EXERCISE TASK A: List every length of time, given in years or decades, that the article on air conditioning fees for renters mentions.
EXERCISE TASK B:
Answer these questions from the article on air conditioning fees for renters:
(i) Who wrote the article?
(ii) How much money did the new landlord's letter demand from Steward?
(iii) Where did Steward go after she found the letter?
EXERCISE TASK C: Reproduce the article on air conditioning fees for renters word for word, starting at "So it was a" and ending at "that it did.".

SUPPLIED PASSAGE:
____________________

Are air conditioning fees for renters the new normal?
Malone Mullin | CBC News | Posted: August 1, 2017 10:34 PM | Last Updated: August 2, 2017
The extra charges are causing tenants to break a sweat — and one advocate says the practice is often illegal
Patricia Steward has lived in her East York apartment for 49 years. She's never had to pay extra to her landlord for the right to use her air conditioner, perched in her window for almost three decades.
So it was a shock when she found a letter from her new landlord demanding that she fork over $150 — or remove her unit immediately.
"I've had an air conditioner for at least 25 or 30 years living here," she said. "That's what confused me. Why were they asking when I'd had permission from a prior owner to put it in?"
An indignant Steward says she went straight to the management office to explain that the letter didn't apply to her, but was met with assurance from management that it did.

____________________

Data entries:
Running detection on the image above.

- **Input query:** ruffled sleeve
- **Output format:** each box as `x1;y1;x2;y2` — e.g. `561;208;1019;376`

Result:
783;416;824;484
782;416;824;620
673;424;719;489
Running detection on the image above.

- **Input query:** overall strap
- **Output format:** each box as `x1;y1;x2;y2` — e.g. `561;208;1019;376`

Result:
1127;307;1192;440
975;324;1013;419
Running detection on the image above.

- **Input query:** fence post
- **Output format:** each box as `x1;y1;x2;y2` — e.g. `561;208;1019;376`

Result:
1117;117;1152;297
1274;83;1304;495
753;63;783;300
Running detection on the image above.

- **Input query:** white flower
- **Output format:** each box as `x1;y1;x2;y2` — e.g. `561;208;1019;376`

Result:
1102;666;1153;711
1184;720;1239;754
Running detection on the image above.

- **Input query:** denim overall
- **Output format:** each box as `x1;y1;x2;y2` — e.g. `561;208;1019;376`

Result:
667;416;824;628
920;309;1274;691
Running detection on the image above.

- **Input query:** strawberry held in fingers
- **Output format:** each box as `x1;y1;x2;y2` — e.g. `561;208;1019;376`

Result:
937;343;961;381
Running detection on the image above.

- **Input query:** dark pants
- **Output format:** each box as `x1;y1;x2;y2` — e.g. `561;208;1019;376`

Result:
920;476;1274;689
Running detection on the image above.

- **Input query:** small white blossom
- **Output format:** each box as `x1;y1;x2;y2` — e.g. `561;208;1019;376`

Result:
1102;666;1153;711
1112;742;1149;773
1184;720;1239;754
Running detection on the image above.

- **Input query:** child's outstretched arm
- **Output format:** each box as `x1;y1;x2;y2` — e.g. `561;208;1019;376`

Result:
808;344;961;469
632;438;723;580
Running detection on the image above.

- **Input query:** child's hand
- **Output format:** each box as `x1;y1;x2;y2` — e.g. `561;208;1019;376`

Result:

____________________

EXERCISE RESULT A:
- 49 years
- almost three decades
- at least 25 or 30 years

EXERCISE RESULT B:
(i) Malone Mullin
(ii) $150
(iii) Straight to the management office

EXERCISE RESULT C:
So it was a shock when she found a letter from her new landlord demanding that she fork over $150 — or remove her unit immediately.
"I've had an air conditioner for at least 25 or 30 years living here," she said. "That's what confused me. Why were they asking when I'd had permission from a prior owner to put it in?"
An indignant Steward says she went straight to the management office to explain that the letter didn't apply to her, but was met with assurance from management that it did.